Comincio a sentirmi stressata quando in un angolo luminoso e accogliente vedo un video dal quale un vecchio amico mi sorride. Di fronte allo schermo ci sono alcuni gradini, mi siedo assieme a altre persone ipnotizzate dal suo sguardo magnetico.
E’ un lavoro di Andy Warhol, non è proprio il mio artista preferito, ma devo riconoscere che non ha ceduto alla tentazione di aggiungere nulla, aveva a disposizione un materiale straordinario e ha saputo ottenere il massimo limitando al minimo il suo intervento.
Il video mostra in primo piano il viso di Marcel e lo riprende per diversi minuti. Duchamp non dice nulla, ogni tanto beve, fuma, si volta verso qualcuno fuori campo. Forse gli ricordano che ha promesso di non parlare durante la ripresa e lui accetta divertito.

══════

DA SVOLGERE:
- a) Nel brano sul video di Warhol dedicato a Duchamp, che cosa fa Duchamp mentre viene ripreso?
- b) Prosegui il brano sul video di Warhol dedicato a Duchamp, partendo subito dopo la sua ultima frase.

CONTENUTO DEL DATASET:

══════

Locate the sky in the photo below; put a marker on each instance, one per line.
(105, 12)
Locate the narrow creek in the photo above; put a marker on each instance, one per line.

══════

SOLUZIONI:
- a) Non dice nulla. Ogni tanto beve, fuma e si volta verso qualcuno fuori campo.

- b)
Il video è tutto qui, è un ritratto, un omaggio, un documento. Ho sempre considerato Warhol una persona gelida ma in questa breve opera è impossibile non avvertire un affetto profondo nella ripresa semplice che trasmette un’immagine complessa ma non costruita. Ci sono dentro arte e storia dell’arte, riunite in un signore garbato che frequentava il club degli scacchi e il cui pensiero ha allegramente incasinato il nostro destino iconografico.
Andy Warhol ha colto con semplicità la grandezza di Duchamp e mi ha dimostrato che si può amare anche un video.